◆ **TO DO**
Only certain lines below are wanted: those starting at the line containing "Cross-reference task — this photo allegedly shows green bush" and ending at the line containing "Cross-reference task — this photo allegedly shows hot", both included, each retyped exactly.

EXTRACTED MATERIAL section start

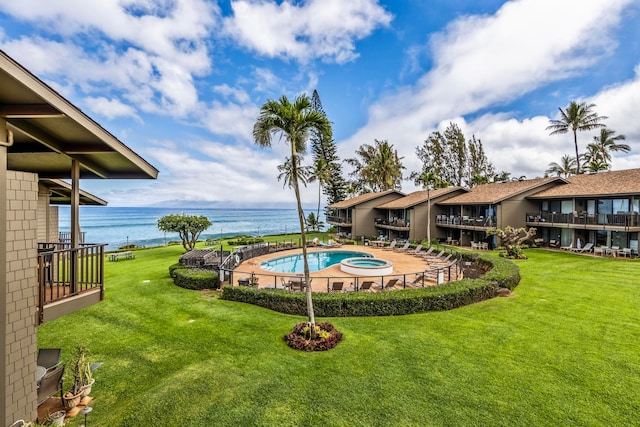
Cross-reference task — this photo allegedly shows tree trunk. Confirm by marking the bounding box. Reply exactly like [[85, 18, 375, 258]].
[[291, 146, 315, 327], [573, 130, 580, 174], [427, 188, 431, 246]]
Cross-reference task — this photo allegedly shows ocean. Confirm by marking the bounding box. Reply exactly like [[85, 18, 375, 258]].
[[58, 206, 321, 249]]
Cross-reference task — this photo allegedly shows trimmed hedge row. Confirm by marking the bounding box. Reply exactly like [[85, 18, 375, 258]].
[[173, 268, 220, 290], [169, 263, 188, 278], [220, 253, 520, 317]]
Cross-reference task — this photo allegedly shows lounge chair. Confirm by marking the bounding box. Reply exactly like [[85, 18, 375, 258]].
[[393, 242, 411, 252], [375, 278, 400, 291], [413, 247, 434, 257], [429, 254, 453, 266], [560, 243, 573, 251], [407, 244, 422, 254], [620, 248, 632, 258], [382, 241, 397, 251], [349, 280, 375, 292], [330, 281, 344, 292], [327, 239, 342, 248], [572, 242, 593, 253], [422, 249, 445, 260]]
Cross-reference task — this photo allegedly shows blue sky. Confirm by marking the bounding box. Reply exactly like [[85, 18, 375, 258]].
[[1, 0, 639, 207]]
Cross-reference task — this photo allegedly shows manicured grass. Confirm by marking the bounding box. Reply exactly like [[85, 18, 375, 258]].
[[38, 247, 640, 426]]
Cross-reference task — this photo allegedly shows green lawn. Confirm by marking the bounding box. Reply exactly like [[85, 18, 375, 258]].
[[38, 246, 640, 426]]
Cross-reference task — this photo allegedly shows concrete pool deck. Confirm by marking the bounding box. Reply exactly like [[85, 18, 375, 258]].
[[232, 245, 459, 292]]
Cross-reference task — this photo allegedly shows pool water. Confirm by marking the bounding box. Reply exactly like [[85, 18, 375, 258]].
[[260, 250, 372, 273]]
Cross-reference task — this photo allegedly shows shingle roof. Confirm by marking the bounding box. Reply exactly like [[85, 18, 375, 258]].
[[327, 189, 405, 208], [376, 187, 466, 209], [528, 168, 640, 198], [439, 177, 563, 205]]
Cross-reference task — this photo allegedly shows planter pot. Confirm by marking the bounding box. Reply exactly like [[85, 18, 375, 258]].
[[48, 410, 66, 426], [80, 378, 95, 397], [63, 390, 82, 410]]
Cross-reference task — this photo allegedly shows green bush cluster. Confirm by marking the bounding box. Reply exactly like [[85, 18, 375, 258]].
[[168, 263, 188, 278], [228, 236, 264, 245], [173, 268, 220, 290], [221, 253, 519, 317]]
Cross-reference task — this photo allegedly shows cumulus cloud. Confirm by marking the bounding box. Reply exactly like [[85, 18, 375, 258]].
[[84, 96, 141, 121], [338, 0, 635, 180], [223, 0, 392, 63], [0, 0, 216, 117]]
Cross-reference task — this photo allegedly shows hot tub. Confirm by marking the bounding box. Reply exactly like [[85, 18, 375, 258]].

EXTRACTED MATERIAL section end
EXTRACTED MATERIAL section start

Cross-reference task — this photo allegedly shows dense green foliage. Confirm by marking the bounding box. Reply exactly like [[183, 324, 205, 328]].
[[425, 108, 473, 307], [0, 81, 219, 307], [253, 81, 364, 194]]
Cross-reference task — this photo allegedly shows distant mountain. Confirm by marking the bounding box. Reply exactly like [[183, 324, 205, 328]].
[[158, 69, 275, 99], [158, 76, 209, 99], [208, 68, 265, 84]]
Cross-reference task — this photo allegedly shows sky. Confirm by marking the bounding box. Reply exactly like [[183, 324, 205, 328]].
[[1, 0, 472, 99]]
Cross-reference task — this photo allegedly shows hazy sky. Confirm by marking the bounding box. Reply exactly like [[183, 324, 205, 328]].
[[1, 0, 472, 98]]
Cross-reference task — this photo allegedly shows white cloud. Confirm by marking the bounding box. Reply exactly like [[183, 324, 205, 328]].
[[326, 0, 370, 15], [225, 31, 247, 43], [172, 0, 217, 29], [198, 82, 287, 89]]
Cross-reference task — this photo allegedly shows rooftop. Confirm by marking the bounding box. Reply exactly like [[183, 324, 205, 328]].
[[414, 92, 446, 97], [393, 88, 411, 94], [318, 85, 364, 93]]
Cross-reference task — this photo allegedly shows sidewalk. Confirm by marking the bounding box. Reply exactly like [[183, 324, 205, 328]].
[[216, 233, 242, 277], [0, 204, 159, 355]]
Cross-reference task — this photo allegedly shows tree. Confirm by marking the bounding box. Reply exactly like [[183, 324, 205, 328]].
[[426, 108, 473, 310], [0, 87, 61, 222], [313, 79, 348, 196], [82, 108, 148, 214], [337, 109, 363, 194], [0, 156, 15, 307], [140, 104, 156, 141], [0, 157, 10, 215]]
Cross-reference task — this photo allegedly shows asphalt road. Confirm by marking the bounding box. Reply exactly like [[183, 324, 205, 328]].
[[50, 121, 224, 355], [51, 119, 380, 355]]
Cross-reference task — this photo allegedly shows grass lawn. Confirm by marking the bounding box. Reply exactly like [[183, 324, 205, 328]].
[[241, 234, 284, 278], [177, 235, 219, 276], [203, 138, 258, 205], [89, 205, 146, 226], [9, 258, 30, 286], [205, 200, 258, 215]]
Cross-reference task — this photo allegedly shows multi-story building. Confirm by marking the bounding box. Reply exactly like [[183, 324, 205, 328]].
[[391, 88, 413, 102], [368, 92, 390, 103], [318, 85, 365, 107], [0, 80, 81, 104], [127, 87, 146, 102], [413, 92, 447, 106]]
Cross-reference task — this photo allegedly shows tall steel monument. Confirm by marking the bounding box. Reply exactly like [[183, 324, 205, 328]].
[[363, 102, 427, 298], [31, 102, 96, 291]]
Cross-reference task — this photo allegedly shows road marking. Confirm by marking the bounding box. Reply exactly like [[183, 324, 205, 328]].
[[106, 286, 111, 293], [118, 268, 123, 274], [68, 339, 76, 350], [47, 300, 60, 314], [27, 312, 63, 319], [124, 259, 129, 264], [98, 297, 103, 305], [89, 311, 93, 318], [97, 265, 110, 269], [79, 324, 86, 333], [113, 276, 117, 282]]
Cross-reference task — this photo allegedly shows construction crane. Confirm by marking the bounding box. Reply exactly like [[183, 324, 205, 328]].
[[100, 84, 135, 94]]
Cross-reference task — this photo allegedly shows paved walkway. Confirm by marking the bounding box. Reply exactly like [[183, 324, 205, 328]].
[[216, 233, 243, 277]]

EXTRACTED MATERIAL section end
EXTRACTED MATERIAL section start

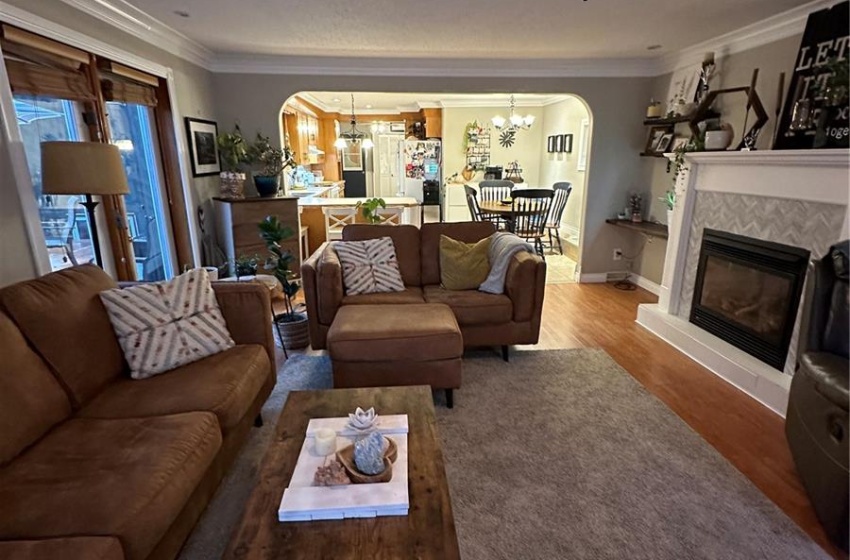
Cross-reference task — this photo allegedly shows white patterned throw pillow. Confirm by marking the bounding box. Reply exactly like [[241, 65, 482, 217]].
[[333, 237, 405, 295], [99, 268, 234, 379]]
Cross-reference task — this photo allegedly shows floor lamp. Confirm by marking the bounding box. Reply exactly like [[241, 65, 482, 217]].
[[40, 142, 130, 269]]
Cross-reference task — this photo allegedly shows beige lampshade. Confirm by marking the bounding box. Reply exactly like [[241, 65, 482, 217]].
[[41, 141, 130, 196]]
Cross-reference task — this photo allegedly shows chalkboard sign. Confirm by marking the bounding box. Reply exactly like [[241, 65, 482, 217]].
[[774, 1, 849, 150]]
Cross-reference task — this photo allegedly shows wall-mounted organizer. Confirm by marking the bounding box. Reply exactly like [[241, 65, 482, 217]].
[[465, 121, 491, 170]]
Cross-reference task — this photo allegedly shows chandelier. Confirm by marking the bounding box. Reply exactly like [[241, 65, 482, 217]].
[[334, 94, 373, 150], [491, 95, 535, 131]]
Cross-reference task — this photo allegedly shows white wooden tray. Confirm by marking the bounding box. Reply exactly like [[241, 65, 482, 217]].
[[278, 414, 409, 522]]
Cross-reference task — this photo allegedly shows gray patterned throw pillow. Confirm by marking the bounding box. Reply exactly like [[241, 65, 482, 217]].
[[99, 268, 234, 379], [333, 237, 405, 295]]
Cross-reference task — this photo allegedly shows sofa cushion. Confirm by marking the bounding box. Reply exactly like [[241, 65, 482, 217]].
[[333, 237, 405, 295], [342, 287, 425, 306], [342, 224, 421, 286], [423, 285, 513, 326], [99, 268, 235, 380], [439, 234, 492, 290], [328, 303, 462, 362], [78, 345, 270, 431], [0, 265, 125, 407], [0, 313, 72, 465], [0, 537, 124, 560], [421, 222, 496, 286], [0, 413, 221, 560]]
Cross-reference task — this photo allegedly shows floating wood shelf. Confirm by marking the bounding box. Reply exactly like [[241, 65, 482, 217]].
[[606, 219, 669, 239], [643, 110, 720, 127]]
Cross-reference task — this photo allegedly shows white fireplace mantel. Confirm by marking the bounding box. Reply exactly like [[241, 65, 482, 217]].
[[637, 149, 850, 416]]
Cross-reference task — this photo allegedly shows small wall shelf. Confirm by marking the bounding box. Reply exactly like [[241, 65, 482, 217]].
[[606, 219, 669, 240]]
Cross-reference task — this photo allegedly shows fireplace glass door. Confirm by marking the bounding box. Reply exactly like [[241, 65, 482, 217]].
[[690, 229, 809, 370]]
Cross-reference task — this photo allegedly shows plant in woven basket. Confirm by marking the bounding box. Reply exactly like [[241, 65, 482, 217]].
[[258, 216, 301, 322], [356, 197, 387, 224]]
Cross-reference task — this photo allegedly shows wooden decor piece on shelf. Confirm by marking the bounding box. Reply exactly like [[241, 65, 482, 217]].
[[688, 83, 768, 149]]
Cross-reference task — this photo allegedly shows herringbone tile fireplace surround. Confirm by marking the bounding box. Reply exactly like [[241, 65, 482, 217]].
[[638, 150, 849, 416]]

EXTRACTED MATERIAL section end

◆ **TASK OUTPUT**
Cross-reference task — this photo allegedly shows green bush cluster. Confirm by marking the bounding box. Reply exactly like [[85, 18, 375, 258]].
[[168, 263, 188, 278], [228, 236, 264, 245], [173, 268, 220, 290], [221, 253, 519, 317]]
Cross-reference task — this photo allegedly shows cumulus cloud. Confirm by marking the bounding box. Reply exactly like [[85, 18, 375, 258]].
[[84, 96, 141, 121], [338, 0, 635, 180], [223, 0, 392, 63], [0, 0, 216, 117]]
Cross-reference task — this photo allegedly shows hot tub. Confirm by marking the bounding box. Reply exactly like [[85, 18, 375, 258]].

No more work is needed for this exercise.